Exercise brief: Reproduce verbatim the rows that run from the line with "Provide the segmentation of every instance of the wood" through the end of the rows, including that first line.

- - -

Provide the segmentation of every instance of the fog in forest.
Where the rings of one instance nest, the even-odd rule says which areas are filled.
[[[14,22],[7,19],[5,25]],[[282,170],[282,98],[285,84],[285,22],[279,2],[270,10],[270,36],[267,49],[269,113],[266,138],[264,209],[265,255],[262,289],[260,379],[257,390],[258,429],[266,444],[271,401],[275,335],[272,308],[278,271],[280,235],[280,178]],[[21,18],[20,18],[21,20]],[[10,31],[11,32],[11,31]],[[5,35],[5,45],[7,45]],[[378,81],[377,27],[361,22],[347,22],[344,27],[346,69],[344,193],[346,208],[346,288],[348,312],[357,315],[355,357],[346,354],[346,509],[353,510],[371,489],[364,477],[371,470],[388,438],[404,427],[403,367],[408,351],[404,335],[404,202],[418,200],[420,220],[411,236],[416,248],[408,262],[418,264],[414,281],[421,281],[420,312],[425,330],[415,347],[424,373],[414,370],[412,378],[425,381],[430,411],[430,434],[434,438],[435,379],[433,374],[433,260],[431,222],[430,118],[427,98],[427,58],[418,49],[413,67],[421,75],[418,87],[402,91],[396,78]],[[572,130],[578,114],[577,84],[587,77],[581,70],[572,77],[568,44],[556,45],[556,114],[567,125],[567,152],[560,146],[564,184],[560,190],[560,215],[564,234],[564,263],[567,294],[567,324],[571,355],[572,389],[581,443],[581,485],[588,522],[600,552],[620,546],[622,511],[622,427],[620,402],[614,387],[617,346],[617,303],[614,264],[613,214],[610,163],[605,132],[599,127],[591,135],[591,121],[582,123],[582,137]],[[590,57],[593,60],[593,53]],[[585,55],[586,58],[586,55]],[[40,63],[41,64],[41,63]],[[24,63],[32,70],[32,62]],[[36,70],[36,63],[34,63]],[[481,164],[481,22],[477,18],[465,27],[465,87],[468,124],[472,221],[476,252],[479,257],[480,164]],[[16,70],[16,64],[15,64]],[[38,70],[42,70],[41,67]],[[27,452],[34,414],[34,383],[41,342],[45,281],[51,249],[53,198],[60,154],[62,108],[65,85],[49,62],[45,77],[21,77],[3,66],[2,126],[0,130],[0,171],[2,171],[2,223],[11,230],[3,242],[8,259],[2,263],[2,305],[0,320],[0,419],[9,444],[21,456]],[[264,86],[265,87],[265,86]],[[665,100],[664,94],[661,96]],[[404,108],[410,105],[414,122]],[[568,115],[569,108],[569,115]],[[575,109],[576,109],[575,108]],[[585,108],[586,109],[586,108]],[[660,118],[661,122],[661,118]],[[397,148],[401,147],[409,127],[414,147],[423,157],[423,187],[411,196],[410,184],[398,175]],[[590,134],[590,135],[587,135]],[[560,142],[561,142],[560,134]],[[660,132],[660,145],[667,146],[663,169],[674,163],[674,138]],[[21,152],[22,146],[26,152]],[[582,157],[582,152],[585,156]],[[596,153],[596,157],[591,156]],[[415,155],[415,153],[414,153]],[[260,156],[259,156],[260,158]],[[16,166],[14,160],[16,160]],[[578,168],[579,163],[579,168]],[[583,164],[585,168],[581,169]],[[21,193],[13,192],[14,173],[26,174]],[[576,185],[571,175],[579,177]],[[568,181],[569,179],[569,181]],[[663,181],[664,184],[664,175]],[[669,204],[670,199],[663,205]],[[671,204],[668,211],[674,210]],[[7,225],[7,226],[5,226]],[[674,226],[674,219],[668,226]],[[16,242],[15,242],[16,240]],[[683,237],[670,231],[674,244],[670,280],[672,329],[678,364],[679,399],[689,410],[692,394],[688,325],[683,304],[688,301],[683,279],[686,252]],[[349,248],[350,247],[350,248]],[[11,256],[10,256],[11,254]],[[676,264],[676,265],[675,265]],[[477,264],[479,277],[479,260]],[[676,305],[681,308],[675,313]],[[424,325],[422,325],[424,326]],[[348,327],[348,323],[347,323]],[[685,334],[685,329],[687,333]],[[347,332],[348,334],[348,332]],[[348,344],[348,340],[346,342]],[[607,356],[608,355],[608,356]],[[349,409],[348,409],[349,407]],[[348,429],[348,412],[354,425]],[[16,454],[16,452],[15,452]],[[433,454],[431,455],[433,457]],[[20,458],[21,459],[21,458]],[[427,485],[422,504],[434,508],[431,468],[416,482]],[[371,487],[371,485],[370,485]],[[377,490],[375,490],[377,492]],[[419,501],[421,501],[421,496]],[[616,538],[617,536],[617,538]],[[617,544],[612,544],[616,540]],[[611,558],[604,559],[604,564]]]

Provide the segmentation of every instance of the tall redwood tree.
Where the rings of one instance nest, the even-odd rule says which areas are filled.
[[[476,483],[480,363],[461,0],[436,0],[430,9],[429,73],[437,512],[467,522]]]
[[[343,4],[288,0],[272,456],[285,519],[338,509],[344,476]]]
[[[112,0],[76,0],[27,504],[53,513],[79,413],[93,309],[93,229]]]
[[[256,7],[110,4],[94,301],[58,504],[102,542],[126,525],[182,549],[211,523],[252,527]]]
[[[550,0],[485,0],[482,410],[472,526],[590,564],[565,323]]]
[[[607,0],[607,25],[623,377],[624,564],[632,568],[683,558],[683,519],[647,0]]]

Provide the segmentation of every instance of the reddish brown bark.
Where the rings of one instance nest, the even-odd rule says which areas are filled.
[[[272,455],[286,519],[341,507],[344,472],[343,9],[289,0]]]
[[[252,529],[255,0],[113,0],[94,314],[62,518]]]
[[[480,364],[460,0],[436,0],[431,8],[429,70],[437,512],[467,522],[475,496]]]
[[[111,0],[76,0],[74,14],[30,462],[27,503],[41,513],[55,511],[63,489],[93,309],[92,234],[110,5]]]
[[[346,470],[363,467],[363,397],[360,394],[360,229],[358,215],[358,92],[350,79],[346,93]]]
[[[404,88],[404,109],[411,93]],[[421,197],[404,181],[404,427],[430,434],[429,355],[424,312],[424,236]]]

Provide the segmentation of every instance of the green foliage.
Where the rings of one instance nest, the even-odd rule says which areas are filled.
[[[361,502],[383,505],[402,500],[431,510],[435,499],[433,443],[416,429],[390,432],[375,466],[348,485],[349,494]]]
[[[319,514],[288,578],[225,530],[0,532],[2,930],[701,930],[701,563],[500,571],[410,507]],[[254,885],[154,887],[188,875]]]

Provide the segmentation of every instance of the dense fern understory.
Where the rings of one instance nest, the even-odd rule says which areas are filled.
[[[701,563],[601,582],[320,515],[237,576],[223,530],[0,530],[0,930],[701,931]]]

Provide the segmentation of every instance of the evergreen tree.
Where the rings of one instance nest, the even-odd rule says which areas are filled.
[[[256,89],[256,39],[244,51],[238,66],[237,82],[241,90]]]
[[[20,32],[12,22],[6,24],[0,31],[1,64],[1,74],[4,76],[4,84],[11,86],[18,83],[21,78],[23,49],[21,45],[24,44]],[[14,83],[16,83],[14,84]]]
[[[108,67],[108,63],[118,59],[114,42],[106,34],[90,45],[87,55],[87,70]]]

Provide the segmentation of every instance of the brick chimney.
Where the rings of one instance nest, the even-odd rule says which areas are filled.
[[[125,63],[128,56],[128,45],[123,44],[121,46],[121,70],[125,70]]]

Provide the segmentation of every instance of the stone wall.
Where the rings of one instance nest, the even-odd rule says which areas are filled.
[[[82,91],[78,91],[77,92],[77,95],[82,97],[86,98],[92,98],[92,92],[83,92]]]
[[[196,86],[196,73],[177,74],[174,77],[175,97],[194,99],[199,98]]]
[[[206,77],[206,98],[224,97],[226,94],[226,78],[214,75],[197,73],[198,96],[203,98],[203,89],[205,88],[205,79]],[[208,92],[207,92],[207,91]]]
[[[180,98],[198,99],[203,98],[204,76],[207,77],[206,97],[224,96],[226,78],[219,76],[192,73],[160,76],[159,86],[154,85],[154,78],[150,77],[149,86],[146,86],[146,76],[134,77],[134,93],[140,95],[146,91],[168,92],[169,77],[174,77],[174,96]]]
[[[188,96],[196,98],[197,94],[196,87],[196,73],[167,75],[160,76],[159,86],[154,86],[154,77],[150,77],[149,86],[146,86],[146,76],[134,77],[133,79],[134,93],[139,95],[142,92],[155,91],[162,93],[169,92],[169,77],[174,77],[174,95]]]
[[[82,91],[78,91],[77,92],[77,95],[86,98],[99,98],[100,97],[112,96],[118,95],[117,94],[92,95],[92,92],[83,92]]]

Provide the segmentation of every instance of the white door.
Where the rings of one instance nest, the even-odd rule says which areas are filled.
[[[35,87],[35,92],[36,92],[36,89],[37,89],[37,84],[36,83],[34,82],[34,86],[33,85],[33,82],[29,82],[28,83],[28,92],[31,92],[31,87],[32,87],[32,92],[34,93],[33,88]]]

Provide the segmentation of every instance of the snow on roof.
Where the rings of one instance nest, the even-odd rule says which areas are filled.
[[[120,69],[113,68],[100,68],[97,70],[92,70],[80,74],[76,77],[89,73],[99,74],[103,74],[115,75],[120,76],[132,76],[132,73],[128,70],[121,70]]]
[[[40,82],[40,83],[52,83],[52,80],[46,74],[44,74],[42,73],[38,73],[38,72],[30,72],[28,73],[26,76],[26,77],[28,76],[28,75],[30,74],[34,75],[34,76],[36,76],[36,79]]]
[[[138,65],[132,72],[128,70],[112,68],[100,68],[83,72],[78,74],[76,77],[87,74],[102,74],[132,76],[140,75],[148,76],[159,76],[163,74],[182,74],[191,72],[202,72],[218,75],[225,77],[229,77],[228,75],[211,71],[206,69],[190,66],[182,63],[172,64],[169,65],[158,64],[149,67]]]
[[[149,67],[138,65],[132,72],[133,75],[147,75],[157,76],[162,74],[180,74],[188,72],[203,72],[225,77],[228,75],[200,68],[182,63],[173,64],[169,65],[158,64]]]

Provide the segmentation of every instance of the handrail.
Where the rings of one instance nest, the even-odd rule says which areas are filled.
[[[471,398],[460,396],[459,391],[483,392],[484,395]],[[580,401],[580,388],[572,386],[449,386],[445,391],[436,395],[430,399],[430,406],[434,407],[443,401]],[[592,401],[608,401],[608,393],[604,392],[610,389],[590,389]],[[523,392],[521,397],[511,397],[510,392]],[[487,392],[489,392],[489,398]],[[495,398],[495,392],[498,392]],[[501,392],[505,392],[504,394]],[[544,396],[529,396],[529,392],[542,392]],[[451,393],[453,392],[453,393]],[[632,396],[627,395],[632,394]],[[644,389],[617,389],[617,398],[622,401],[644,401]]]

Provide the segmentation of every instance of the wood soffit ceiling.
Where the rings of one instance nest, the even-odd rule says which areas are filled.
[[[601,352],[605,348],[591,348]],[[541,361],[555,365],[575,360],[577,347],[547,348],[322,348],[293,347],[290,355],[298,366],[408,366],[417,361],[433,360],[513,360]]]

- - -

Solution for this problem:
Provide the segmentation of every instance of the wood soffit ceiling.
Where the rings of one instance nest, the even-odd rule says which areas are filled.
[[[601,352],[605,348],[591,348]],[[541,361],[555,365],[575,360],[577,347],[547,348],[322,348],[293,347],[290,355],[298,366],[408,366],[417,361],[433,360],[513,360]]]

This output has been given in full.